▶ _REQUIREMENT 1_: Repeat the part of the definitions text that begins at the words "U.S. Tax Compliance" and stops after "of such Indebtedness.".

▶ _SOURCE EXTRACT_:
--- START ---
U.S. Person” means any Person that is a “United States person” as defined in Section 7701(a)(30) of the Code.

U.S. Tax Compliance Certificate” has the meaning specified in Section 3.01(g).

Weighted Average Life to Maturity” means, when applied to any Indebtedness at any date, the number of years obtained by dividing: (i) the sum of the products obtained by multiplying (a) the amount of each then remaining installment, sinking fund, serial maturity or other required payments of principal, including payment at final maturity, in respect thereof, by (b) the number of years (calculated to the nearest one-twelfth) that will elapse between such date and the making of such payment; by (ii) the then outstanding principal amount of such Indebtedness.

Wells Fargo” means Wells Fargo Bank, National Association and any successor thereto by merger, consolidation or otherwise.

Wholly Owned” means, with respect to a Subsidiary of a Person, a Subsidiary of such Person all of the outstanding Equity Interests of which (other than (a) director’s qualifying shares and (b) shares issued to foreign nationals to the extent required by applicable Law) are owned by such Person and/or by one or more wholly owned Subsidiaries of such Person.

Withholding Agent” means each Borrower and the Administrative Agent.

Write-Down and Conversion Powers” means, with respect to any EEA Resolution Authority, the write-down and conversion powers of such EEA Resolution Authority from time to time under the Bail-In Legislation for the applicable EEA Member Country, which write-down and conversion powers are described in the EU Bail-In Legislation Schedule.
--- END ---
Collected data entries:
--- START ---
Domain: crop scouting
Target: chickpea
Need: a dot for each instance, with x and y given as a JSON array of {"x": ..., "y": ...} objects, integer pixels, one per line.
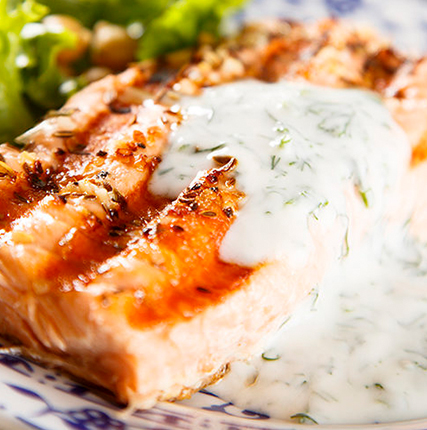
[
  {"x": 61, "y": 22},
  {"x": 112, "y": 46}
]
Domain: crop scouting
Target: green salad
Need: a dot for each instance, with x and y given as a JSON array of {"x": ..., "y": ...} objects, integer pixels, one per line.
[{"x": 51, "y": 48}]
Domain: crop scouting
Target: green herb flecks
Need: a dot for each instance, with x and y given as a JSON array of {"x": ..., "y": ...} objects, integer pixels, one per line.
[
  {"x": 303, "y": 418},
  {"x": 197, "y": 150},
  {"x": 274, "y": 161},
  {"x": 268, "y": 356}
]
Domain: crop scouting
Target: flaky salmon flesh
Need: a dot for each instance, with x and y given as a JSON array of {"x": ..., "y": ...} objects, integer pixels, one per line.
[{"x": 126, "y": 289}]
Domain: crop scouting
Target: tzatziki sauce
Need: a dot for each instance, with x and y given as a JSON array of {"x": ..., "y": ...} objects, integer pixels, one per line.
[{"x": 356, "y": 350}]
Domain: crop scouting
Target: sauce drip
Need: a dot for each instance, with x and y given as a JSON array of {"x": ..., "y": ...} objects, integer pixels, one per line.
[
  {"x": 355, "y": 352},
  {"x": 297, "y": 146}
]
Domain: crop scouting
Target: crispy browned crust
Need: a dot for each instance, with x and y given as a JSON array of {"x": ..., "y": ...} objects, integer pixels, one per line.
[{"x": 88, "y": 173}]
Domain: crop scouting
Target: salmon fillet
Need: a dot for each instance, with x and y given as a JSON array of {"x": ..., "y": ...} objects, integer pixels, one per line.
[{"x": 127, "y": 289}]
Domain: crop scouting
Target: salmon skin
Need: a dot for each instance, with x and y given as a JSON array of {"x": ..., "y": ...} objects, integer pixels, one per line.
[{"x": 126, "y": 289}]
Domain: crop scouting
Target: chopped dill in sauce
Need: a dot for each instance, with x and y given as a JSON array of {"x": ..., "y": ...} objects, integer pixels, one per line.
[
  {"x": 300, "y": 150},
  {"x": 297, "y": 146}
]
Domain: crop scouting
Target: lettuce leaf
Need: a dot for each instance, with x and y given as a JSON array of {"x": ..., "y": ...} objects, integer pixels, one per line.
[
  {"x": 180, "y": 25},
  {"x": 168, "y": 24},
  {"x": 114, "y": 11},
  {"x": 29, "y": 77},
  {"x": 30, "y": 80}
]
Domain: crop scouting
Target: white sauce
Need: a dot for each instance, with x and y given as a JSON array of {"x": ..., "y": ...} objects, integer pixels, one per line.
--- END ---
--- START ---
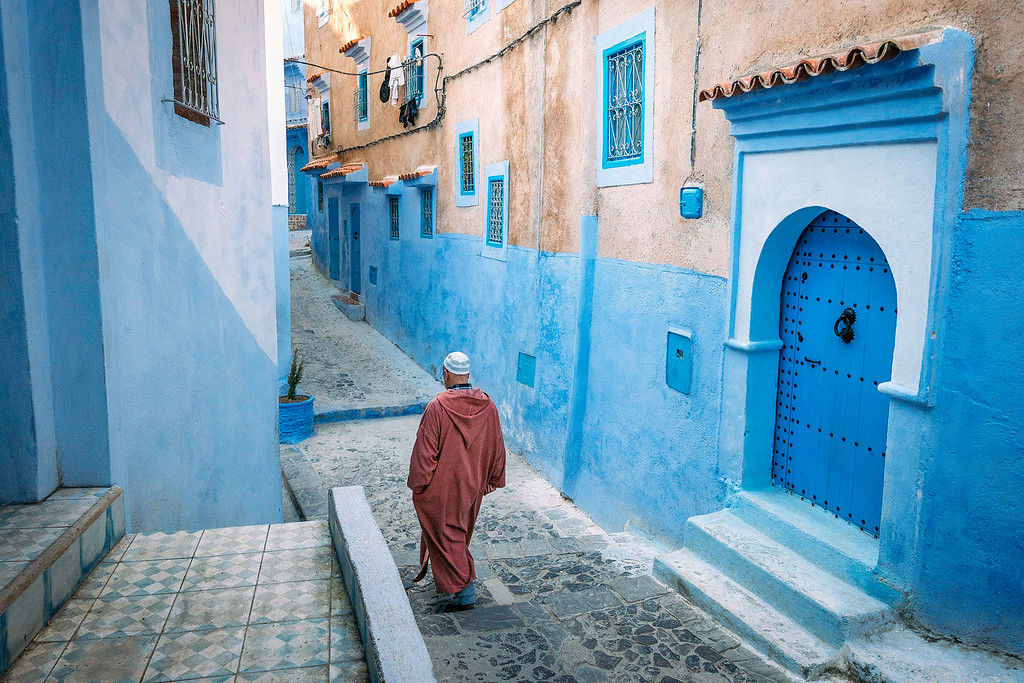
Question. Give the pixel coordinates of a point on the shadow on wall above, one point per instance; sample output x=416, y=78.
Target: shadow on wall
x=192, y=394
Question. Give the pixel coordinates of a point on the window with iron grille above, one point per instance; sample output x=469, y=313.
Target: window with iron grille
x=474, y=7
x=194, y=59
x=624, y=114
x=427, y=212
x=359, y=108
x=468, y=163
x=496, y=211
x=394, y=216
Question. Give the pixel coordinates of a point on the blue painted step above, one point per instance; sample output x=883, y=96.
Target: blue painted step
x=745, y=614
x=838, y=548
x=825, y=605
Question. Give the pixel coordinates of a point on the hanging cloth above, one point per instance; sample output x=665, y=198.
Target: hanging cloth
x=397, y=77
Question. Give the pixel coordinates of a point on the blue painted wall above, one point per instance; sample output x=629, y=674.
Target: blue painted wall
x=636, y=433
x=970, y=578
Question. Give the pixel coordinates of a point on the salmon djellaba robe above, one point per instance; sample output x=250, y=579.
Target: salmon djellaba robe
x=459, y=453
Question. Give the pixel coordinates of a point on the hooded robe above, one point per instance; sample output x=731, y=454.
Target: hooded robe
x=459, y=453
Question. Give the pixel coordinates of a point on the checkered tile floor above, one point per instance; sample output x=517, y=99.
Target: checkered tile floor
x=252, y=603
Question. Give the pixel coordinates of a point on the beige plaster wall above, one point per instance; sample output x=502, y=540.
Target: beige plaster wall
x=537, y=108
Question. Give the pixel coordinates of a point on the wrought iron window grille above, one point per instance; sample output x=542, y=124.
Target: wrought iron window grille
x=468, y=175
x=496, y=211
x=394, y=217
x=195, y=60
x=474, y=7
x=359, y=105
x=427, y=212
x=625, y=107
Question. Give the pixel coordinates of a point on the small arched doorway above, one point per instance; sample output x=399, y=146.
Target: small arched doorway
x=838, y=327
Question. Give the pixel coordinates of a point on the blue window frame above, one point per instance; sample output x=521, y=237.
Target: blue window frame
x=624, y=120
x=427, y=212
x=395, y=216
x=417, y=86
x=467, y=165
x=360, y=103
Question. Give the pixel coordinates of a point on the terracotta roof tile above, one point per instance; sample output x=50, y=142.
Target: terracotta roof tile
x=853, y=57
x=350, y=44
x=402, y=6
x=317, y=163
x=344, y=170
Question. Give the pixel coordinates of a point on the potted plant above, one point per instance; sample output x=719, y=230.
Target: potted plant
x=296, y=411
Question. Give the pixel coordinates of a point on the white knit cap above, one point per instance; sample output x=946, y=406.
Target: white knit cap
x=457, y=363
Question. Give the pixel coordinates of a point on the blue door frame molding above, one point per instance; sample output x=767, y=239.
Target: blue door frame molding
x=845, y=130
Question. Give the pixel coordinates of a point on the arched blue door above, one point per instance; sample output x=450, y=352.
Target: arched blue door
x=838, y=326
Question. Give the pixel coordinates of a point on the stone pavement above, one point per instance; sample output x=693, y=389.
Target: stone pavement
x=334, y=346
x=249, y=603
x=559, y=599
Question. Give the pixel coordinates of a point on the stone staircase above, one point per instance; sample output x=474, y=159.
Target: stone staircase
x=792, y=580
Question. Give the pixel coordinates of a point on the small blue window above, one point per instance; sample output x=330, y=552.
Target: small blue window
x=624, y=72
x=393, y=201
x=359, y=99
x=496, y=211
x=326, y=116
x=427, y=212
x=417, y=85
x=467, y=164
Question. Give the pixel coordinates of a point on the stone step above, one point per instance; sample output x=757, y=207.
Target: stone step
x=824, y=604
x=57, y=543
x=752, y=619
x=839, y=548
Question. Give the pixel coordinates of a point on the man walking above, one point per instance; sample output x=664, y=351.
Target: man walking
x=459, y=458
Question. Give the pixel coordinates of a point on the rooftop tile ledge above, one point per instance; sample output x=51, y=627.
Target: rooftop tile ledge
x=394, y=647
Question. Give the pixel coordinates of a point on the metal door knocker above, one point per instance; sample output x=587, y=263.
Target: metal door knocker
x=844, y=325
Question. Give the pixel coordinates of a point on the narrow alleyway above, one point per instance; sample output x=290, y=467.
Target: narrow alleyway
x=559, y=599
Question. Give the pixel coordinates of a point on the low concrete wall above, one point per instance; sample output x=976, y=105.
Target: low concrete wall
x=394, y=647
--- END ---
▶ _REQUIREMENT 2_: Gather every line of the listing above that contains the string "painted". Case counts.

▶ _RIGHT ANSWER 1_:
U.S. Tax Compliance Certificate” has the meaning specified in Section 3.01(g).

Weighted Average Life to Maturity” means, when applied to any Indebtedness at any date, the number of years obtained by dividing: (i) the sum of the products obtained by multiplying (a) the amount of each then remaining installment, sinking fund, serial maturity or other required payments of principal, including payment at final maturity, in respect thereof, by (b) the number of years (calculated to the nearest one-twelfth) that will elapse between such date and the making of such payment; by (ii) the then outstanding principal amount of such Indebtedness.

▶ _RIGHT ANSWER 2_:
Question. Give the pixel coordinates of a point on the blue painted step above, one point per instance; sample output x=883, y=96.
Target: blue painted step
Question. Give the pixel coordinates of a point on the blue painted wall above, one point per instance; sample output x=629, y=674.
Target: blue painted wall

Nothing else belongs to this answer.